• [Task directions]: In the stretch of the listing from the line containing "Where can you see the man's mouth" through the end of the listing, switch "photo" to "image" and leave every other part unchanged. Omit the pictures from your answer.

[Location identification entries]
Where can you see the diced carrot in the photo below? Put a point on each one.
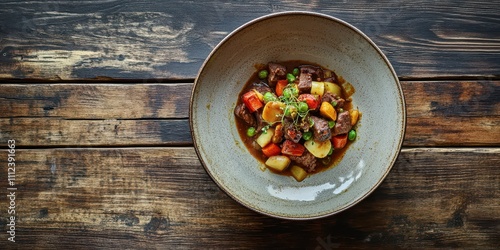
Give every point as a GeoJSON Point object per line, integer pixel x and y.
{"type": "Point", "coordinates": [312, 101]}
{"type": "Point", "coordinates": [271, 149]}
{"type": "Point", "coordinates": [252, 101]}
{"type": "Point", "coordinates": [292, 148]}
{"type": "Point", "coordinates": [280, 86]}
{"type": "Point", "coordinates": [339, 141]}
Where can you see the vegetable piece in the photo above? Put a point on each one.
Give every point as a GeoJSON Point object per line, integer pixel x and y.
{"type": "Point", "coordinates": [298, 173]}
{"type": "Point", "coordinates": [287, 93]}
{"type": "Point", "coordinates": [317, 88]}
{"type": "Point", "coordinates": [273, 111]}
{"type": "Point", "coordinates": [331, 124]}
{"type": "Point", "coordinates": [307, 135]}
{"type": "Point", "coordinates": [351, 135]}
{"type": "Point", "coordinates": [263, 74]}
{"type": "Point", "coordinates": [318, 149]}
{"type": "Point", "coordinates": [278, 162]}
{"type": "Point", "coordinates": [292, 148]}
{"type": "Point", "coordinates": [271, 150]}
{"type": "Point", "coordinates": [252, 101]}
{"type": "Point", "coordinates": [265, 137]}
{"type": "Point", "coordinates": [278, 134]}
{"type": "Point", "coordinates": [290, 111]}
{"type": "Point", "coordinates": [303, 107]}
{"type": "Point", "coordinates": [327, 111]}
{"type": "Point", "coordinates": [333, 88]}
{"type": "Point", "coordinates": [312, 101]}
{"type": "Point", "coordinates": [268, 96]}
{"type": "Point", "coordinates": [339, 141]}
{"type": "Point", "coordinates": [251, 131]}
{"type": "Point", "coordinates": [280, 86]}
{"type": "Point", "coordinates": [294, 89]}
{"type": "Point", "coordinates": [354, 116]}
{"type": "Point", "coordinates": [259, 95]}
{"type": "Point", "coordinates": [348, 89]}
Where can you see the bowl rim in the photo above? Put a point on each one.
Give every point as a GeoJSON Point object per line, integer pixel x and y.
{"type": "Point", "coordinates": [314, 14]}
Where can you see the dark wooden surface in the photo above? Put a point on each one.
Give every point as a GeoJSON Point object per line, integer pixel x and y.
{"type": "Point", "coordinates": [96, 96]}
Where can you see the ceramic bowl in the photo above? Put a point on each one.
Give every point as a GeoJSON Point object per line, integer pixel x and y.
{"type": "Point", "coordinates": [315, 38]}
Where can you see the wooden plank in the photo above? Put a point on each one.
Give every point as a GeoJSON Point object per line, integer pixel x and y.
{"type": "Point", "coordinates": [442, 113]}
{"type": "Point", "coordinates": [95, 101]}
{"type": "Point", "coordinates": [170, 39]}
{"type": "Point", "coordinates": [158, 197]}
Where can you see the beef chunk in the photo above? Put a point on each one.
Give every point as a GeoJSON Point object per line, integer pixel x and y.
{"type": "Point", "coordinates": [243, 113]}
{"type": "Point", "coordinates": [329, 97]}
{"type": "Point", "coordinates": [291, 132]}
{"type": "Point", "coordinates": [305, 124]}
{"type": "Point", "coordinates": [306, 160]}
{"type": "Point", "coordinates": [276, 72]}
{"type": "Point", "coordinates": [278, 134]}
{"type": "Point", "coordinates": [321, 131]}
{"type": "Point", "coordinates": [315, 72]}
{"type": "Point", "coordinates": [262, 87]}
{"type": "Point", "coordinates": [259, 121]}
{"type": "Point", "coordinates": [305, 83]}
{"type": "Point", "coordinates": [343, 124]}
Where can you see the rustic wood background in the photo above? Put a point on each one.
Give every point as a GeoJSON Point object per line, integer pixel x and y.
{"type": "Point", "coordinates": [96, 96]}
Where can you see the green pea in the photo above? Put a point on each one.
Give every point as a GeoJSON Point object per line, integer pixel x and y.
{"type": "Point", "coordinates": [303, 107]}
{"type": "Point", "coordinates": [307, 135]}
{"type": "Point", "coordinates": [288, 111]}
{"type": "Point", "coordinates": [251, 131]}
{"type": "Point", "coordinates": [268, 97]}
{"type": "Point", "coordinates": [263, 74]}
{"type": "Point", "coordinates": [295, 91]}
{"type": "Point", "coordinates": [352, 135]}
{"type": "Point", "coordinates": [331, 124]}
{"type": "Point", "coordinates": [287, 93]}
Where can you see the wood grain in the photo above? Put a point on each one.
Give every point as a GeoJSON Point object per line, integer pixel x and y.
{"type": "Point", "coordinates": [170, 39]}
{"type": "Point", "coordinates": [439, 113]}
{"type": "Point", "coordinates": [161, 197]}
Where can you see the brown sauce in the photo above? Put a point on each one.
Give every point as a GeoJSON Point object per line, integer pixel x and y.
{"type": "Point", "coordinates": [254, 148]}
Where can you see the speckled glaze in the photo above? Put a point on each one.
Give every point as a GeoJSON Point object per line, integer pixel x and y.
{"type": "Point", "coordinates": [316, 38]}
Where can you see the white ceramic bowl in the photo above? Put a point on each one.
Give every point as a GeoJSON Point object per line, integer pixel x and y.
{"type": "Point", "coordinates": [315, 38]}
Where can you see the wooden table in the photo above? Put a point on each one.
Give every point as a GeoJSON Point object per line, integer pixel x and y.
{"type": "Point", "coordinates": [95, 97]}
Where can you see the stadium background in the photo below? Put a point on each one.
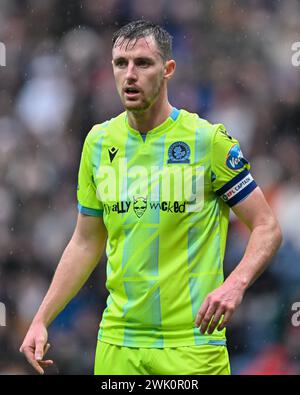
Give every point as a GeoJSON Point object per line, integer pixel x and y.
{"type": "Point", "coordinates": [233, 66]}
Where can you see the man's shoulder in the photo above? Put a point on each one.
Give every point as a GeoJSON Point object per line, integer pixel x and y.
{"type": "Point", "coordinates": [99, 130]}
{"type": "Point", "coordinates": [194, 120]}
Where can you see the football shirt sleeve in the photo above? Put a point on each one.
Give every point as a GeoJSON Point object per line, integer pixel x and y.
{"type": "Point", "coordinates": [231, 179]}
{"type": "Point", "coordinates": [88, 203]}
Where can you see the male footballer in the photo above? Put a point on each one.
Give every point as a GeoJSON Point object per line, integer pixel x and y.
{"type": "Point", "coordinates": [155, 188]}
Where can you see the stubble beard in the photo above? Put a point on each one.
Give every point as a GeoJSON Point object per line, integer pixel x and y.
{"type": "Point", "coordinates": [145, 103]}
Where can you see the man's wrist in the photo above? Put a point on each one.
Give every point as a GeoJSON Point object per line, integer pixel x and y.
{"type": "Point", "coordinates": [238, 281]}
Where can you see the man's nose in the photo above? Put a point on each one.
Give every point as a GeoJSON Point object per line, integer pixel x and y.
{"type": "Point", "coordinates": [131, 72]}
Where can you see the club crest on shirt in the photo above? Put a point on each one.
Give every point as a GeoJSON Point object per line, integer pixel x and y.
{"type": "Point", "coordinates": [234, 158]}
{"type": "Point", "coordinates": [179, 152]}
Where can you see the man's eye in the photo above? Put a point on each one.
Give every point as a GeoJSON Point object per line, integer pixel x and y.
{"type": "Point", "coordinates": [120, 63]}
{"type": "Point", "coordinates": [142, 63]}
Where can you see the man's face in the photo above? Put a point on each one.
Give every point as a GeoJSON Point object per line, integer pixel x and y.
{"type": "Point", "coordinates": [139, 72]}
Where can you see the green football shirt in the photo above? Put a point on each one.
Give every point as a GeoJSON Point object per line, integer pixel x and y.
{"type": "Point", "coordinates": [165, 198]}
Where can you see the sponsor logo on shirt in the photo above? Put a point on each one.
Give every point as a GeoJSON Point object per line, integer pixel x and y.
{"type": "Point", "coordinates": [237, 188]}
{"type": "Point", "coordinates": [234, 158]}
{"type": "Point", "coordinates": [140, 205]}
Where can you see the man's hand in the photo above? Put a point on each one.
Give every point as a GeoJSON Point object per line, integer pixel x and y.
{"type": "Point", "coordinates": [35, 347]}
{"type": "Point", "coordinates": [221, 302]}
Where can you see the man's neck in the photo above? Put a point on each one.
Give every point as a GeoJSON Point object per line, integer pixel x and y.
{"type": "Point", "coordinates": [149, 119]}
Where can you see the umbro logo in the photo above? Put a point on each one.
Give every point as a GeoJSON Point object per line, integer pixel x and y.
{"type": "Point", "coordinates": [112, 153]}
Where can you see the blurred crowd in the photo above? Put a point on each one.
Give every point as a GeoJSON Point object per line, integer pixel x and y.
{"type": "Point", "coordinates": [233, 66]}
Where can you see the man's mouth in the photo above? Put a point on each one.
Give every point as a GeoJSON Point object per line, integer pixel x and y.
{"type": "Point", "coordinates": [131, 92]}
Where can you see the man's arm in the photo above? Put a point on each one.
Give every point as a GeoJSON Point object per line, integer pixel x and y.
{"type": "Point", "coordinates": [264, 241]}
{"type": "Point", "coordinates": [78, 260]}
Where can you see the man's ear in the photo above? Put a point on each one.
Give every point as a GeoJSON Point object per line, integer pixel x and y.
{"type": "Point", "coordinates": [169, 69]}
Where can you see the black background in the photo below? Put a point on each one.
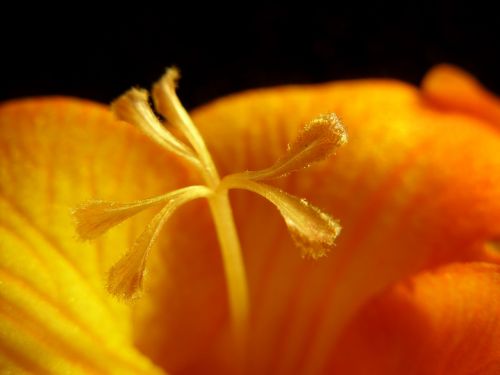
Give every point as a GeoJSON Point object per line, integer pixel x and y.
{"type": "Point", "coordinates": [86, 51]}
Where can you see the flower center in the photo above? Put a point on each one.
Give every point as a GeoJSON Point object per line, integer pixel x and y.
{"type": "Point", "coordinates": [313, 230]}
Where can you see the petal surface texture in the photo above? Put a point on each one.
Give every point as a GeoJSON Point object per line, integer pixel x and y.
{"type": "Point", "coordinates": [55, 314]}
{"type": "Point", "coordinates": [417, 186]}
{"type": "Point", "coordinates": [439, 322]}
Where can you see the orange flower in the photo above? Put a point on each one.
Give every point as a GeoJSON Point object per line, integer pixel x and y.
{"type": "Point", "coordinates": [411, 287]}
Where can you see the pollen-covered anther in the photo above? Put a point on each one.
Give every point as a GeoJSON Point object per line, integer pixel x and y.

• [Answer for this exercise]:
Where can you see the man's mouth in the image above? Put a point on each one.
Give every point as a GeoJSON Point object per line, integer pixel x and y.
{"type": "Point", "coordinates": [131, 92]}
Where can you see the man's arm in the image above? Put a point on each one.
Give every point as a GeoJSON Point object per line, integer pixel x and y.
{"type": "Point", "coordinates": [264, 241]}
{"type": "Point", "coordinates": [78, 260]}
Where can you see the man's ear in the image above? Put a point on each one.
Give every point as a GeoJSON Point object per line, integer pixel x and y.
{"type": "Point", "coordinates": [169, 69]}
Where can you see the black background in the image below? Put a point on each one.
Give every point as a GeoJSON Point object per line, integer pixel x and y.
{"type": "Point", "coordinates": [86, 51]}
Where can you see the flower center in the image above? Put a point on each one.
Give every point as a GeoJSON Point object per line, integer pixel x and y.
{"type": "Point", "coordinates": [313, 230]}
Where can you see the petal surface texture in the image above? Put a point on each one.
Give every point as a GeoJSON Point object per line, integer pixel x and y.
{"type": "Point", "coordinates": [55, 314]}
{"type": "Point", "coordinates": [417, 186]}
{"type": "Point", "coordinates": [439, 322]}
Where can you see the orange flower in the image above? Put a point on each one.
Give every point as a GeoJSON Point object per line, integer pixel x and y.
{"type": "Point", "coordinates": [411, 287]}
Where can you see the pollen-covered anther in the image above? Put a point on each one.
Give every point as a GeoJSON Point object per line, integer pixel x and y.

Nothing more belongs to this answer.